Image boundary labeling items:
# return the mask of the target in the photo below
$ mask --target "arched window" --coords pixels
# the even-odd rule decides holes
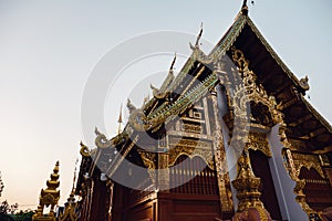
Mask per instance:
[[[309,170],[305,167],[301,168],[299,178],[305,181],[303,193],[309,207],[321,211],[332,206],[332,188],[329,179],[322,178],[315,169]]]

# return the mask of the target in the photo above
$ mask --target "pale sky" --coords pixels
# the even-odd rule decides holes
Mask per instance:
[[[93,145],[92,138],[83,137],[84,87],[108,51],[133,36],[160,30],[196,35],[200,22],[204,39],[215,44],[241,4],[241,0],[0,0],[0,171],[6,186],[0,200],[35,209],[40,189],[45,188],[56,160],[61,203],[66,200],[80,157],[79,143]],[[310,102],[331,123],[332,2],[255,0],[249,8],[255,24],[295,76],[309,76]],[[159,43],[164,41],[167,39]],[[189,41],[195,38],[184,41],[183,48],[188,48]],[[206,48],[208,53],[210,48]],[[108,90],[104,125],[95,126],[114,135],[127,93],[136,81],[153,81],[146,73],[167,71],[174,51],[128,66],[133,77],[126,76],[121,87]],[[177,70],[184,60],[176,63]],[[134,94],[143,101],[147,92]]]

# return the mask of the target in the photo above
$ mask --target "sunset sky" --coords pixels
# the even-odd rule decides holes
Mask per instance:
[[[195,42],[201,22],[207,42],[203,49],[208,53],[241,4],[241,0],[0,0],[0,171],[4,182],[0,200],[35,209],[40,189],[60,160],[60,202],[65,202],[80,140],[94,148],[94,126],[112,137],[121,103],[133,96],[134,104],[142,105],[149,82],[158,86],[175,51],[180,52],[175,65],[180,70],[188,42]],[[330,0],[255,0],[249,4],[250,18],[282,61],[299,78],[309,76],[309,102],[330,123],[331,9]],[[86,126],[81,104],[92,73],[105,55],[116,52],[114,48],[123,43],[124,49],[139,36],[146,42],[146,33],[156,36],[151,43],[160,45],[174,41],[163,38],[164,33],[180,38],[174,42],[176,48],[128,61],[121,75],[110,73],[121,77],[107,87],[103,120]],[[114,60],[127,61],[127,53],[138,48],[131,46]],[[139,53],[146,55],[144,50]]]

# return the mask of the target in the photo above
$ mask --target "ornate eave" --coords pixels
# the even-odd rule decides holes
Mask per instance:
[[[224,38],[209,53],[208,57],[216,61],[224,54],[230,55],[231,46],[240,49],[246,57],[251,61],[249,65],[250,69],[257,73],[258,82],[267,88],[269,94],[276,96],[277,103],[283,105],[282,112],[286,115],[284,122],[288,125],[292,125],[291,127],[300,131],[300,134],[303,134],[303,137],[307,136],[307,143],[310,139],[310,150],[332,146],[331,125],[304,98],[305,91],[309,90],[308,78],[299,80],[290,71],[248,17],[247,11],[243,13],[243,8]],[[278,81],[276,81],[277,78]],[[305,122],[315,122],[317,127],[308,133],[301,124],[297,125],[299,115],[290,115],[293,107],[300,108],[298,113],[300,116],[301,113],[309,112],[310,114],[308,115],[310,116],[307,117]],[[291,130],[288,130],[288,135],[290,137],[295,136],[292,135]],[[324,141],[322,141],[323,139],[320,141],[315,140],[318,136],[324,136]]]

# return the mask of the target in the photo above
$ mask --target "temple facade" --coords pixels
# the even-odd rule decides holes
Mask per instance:
[[[248,15],[246,1],[210,53],[199,49],[153,98],[127,103],[113,138],[81,143],[84,221],[324,219],[332,127]]]

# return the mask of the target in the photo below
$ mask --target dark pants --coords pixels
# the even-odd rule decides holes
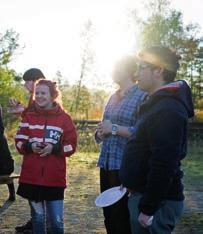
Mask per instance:
[[[103,168],[100,169],[101,192],[119,185],[121,185],[119,170],[108,171]],[[103,208],[107,234],[131,234],[127,204],[128,196],[125,195],[115,204]]]
[[[133,234],[171,234],[177,220],[183,213],[183,201],[165,200],[154,214],[152,225],[144,228],[138,222],[138,204],[142,198],[141,193],[133,193],[128,200],[130,210],[131,229]]]

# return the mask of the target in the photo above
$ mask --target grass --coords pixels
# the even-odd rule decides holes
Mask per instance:
[[[19,165],[22,157],[14,153],[14,148],[12,148],[12,151],[16,163],[16,172],[19,172]],[[72,184],[72,186],[70,186],[70,191],[75,189],[79,190],[80,188],[80,192],[78,191],[79,199],[81,201],[88,200],[88,204],[91,202],[92,196],[86,192],[86,187],[91,191],[91,194],[95,193],[95,187],[93,184],[89,184],[89,181],[83,188],[83,186],[81,187],[81,183],[78,183],[78,181],[86,181],[86,176],[90,173],[92,177],[95,176],[95,179],[97,178],[96,180],[98,180],[98,168],[96,167],[97,159],[98,152],[77,152],[67,160],[69,164],[68,168],[70,168],[70,183]],[[203,192],[203,146],[201,146],[200,143],[189,145],[188,155],[183,160],[182,168],[185,174],[185,190]],[[98,183],[99,181],[97,181],[97,187]],[[88,204],[86,205],[88,206]],[[185,227],[194,227],[196,225],[203,226],[203,213],[184,213],[180,220],[180,225]]]

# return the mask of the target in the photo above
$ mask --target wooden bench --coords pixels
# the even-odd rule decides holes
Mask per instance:
[[[18,179],[19,177],[17,174],[0,175],[0,184],[11,184],[14,179]]]

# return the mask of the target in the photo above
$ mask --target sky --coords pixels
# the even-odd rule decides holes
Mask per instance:
[[[74,83],[80,72],[81,32],[84,23],[91,19],[96,35],[93,48],[96,48],[97,59],[95,74],[86,82],[97,83],[97,79],[108,82],[115,61],[136,48],[124,9],[135,7],[140,15],[145,15],[140,2],[1,0],[0,33],[7,29],[19,33],[21,47],[9,66],[21,74],[31,67],[37,67],[50,79],[60,71],[65,80]],[[203,26],[202,0],[171,0],[171,6],[183,13],[185,24],[198,23]]]

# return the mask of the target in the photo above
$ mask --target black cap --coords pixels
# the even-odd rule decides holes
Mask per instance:
[[[39,79],[45,79],[45,76],[42,73],[42,71],[38,68],[31,68],[23,74],[24,81],[28,81],[28,80],[35,81],[35,80],[39,80]]]

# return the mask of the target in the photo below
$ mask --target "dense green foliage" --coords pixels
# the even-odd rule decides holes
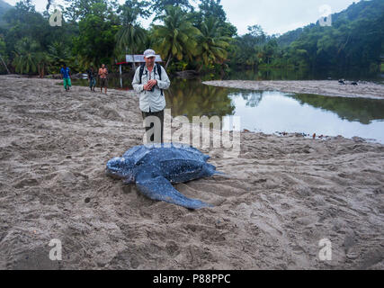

(STATED GOAL): Pick out each line above that contains the string "coords" and copy those lines.

(SOLUTION TO THIS PROBLEM):
$ mask --target "arched window" --coords pixels
$ mask --target "pale sky" --coords pixels
$ mask --target "sunset sky" --coords pixels
$ mask --target "ornate eave" --coords pixels
$ mask --target "temple facade" --coords pixels
$ mask --target dark pants --coords pixels
$ mask --target grass --coords pixels
$ mask --target wooden bench --coords pixels
$ mask --target sky --coords pixels
$ mask --target black cap --coords pixels
$ mask --target "dense green foliage" --coords pixels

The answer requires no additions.